What you have to do:
Return the listing below exactly, with the pictures dropped.

Given data:

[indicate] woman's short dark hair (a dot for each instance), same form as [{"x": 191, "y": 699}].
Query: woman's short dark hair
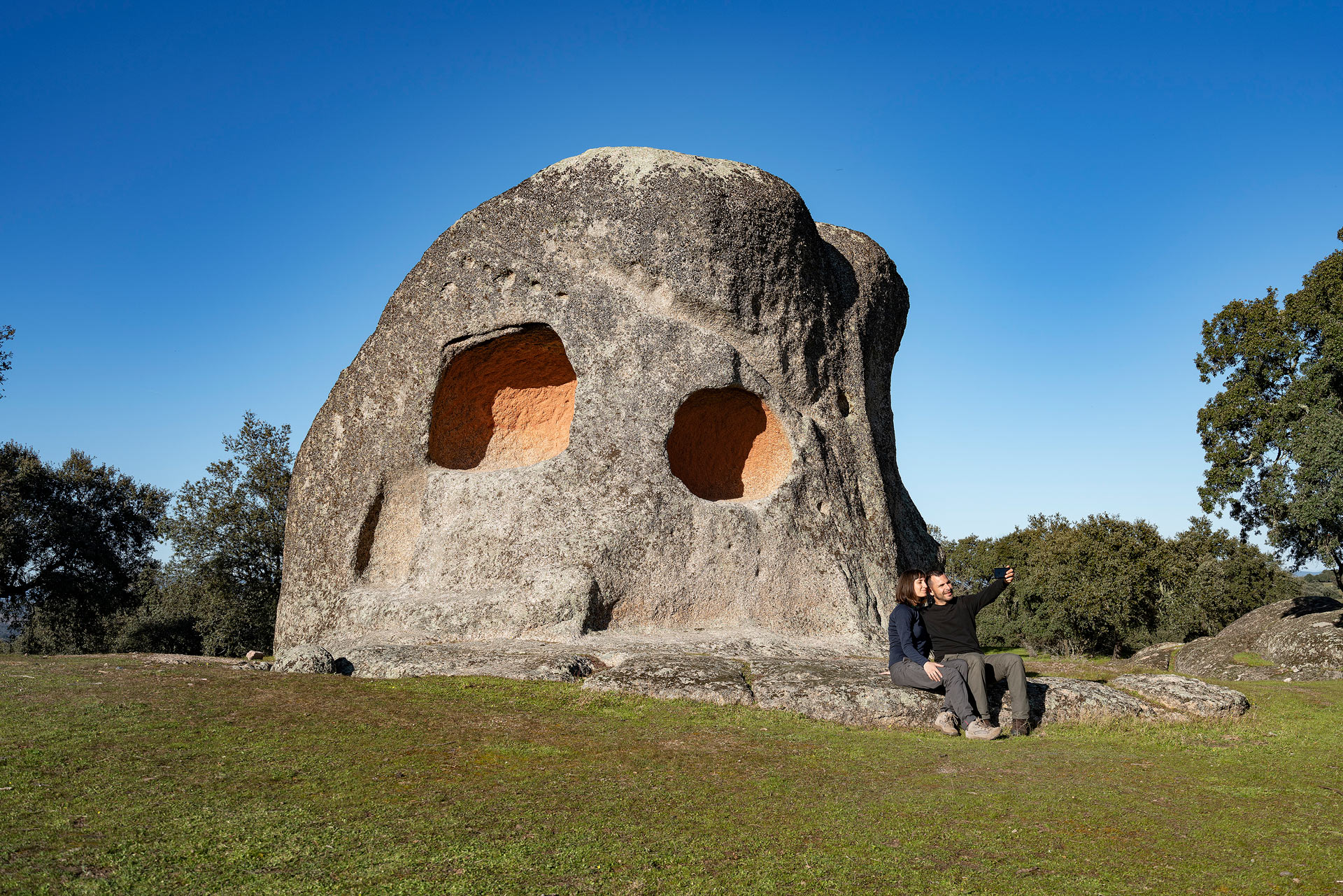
[{"x": 906, "y": 588}]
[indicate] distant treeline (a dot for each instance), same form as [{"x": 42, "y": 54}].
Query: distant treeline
[
  {"x": 1104, "y": 585},
  {"x": 77, "y": 553}
]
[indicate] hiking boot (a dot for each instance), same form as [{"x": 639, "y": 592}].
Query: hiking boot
[
  {"x": 981, "y": 730},
  {"x": 947, "y": 723}
]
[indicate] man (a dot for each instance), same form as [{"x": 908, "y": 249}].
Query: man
[{"x": 951, "y": 625}]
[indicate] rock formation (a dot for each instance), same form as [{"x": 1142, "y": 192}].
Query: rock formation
[
  {"x": 1299, "y": 640},
  {"x": 639, "y": 392},
  {"x": 627, "y": 423}
]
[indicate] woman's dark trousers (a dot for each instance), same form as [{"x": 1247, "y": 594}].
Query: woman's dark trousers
[{"x": 954, "y": 678}]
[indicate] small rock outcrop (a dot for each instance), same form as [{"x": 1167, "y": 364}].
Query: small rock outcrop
[
  {"x": 1157, "y": 656},
  {"x": 1184, "y": 695},
  {"x": 1300, "y": 640},
  {"x": 638, "y": 392},
  {"x": 305, "y": 657}
]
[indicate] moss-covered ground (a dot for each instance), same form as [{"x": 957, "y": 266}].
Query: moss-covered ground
[{"x": 121, "y": 777}]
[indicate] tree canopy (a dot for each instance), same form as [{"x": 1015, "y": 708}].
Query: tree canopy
[
  {"x": 1106, "y": 583},
  {"x": 6, "y": 357},
  {"x": 229, "y": 538},
  {"x": 76, "y": 541},
  {"x": 1274, "y": 433}
]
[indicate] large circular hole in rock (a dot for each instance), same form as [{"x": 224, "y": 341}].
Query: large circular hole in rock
[
  {"x": 727, "y": 445},
  {"x": 504, "y": 404}
]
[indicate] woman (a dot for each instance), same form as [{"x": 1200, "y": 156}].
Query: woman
[{"x": 911, "y": 664}]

Exercise solution:
[indicate] woman's short dark hair (a dot for each instance), same form as [{"x": 191, "y": 699}].
Query: woman's short dark hair
[{"x": 906, "y": 588}]
[indicate] distant treeline (a dot for each instance), same form as [{"x": 42, "y": 54}].
Query: distant treeline
[
  {"x": 1104, "y": 585},
  {"x": 77, "y": 553}
]
[indicate] hiking boot (a dot for each instance), same form as [{"x": 639, "y": 592}].
Query: hiking boot
[
  {"x": 981, "y": 730},
  {"x": 947, "y": 723}
]
[indicate] man (a dot for each instance), same form as [{"x": 908, "y": 249}].
Query: man
[{"x": 951, "y": 625}]
[indicate] rock formation (a dot for each instance), same form as [{"x": 1142, "y": 192}].
Query: rock formation
[
  {"x": 1299, "y": 640},
  {"x": 639, "y": 392},
  {"x": 627, "y": 423}
]
[indicate] woman's dark trousers (a dot for each instance), same form as [{"x": 1247, "y": 594}].
Query: woman's dark trousers
[{"x": 954, "y": 678}]
[indicate] small rock outcrop (a dot for each instance), same form as [{"x": 1167, "y": 364}].
Query: small rock outcrop
[
  {"x": 1157, "y": 656},
  {"x": 1184, "y": 695},
  {"x": 1300, "y": 640},
  {"x": 638, "y": 392},
  {"x": 305, "y": 657}
]
[indicate] moss-covered ground (a dot for each instance), same form as [{"x": 957, "y": 266}].
Query: moss-covered ground
[{"x": 121, "y": 777}]
[indicate] tree canopy (a dot for each instance), same form as [{"x": 1015, "y": 708}].
Query: tree canopy
[
  {"x": 1106, "y": 583},
  {"x": 6, "y": 357},
  {"x": 229, "y": 538},
  {"x": 76, "y": 541},
  {"x": 1274, "y": 433}
]
[indicate] large circular hole in rock (a dot for each instance), same form as [{"x": 224, "y": 341}].
Query: large circular hole in rock
[
  {"x": 727, "y": 445},
  {"x": 504, "y": 404}
]
[indicate] woman (a dot for each instance), same form as [{"x": 1200, "y": 156}].
Query: woman
[{"x": 911, "y": 664}]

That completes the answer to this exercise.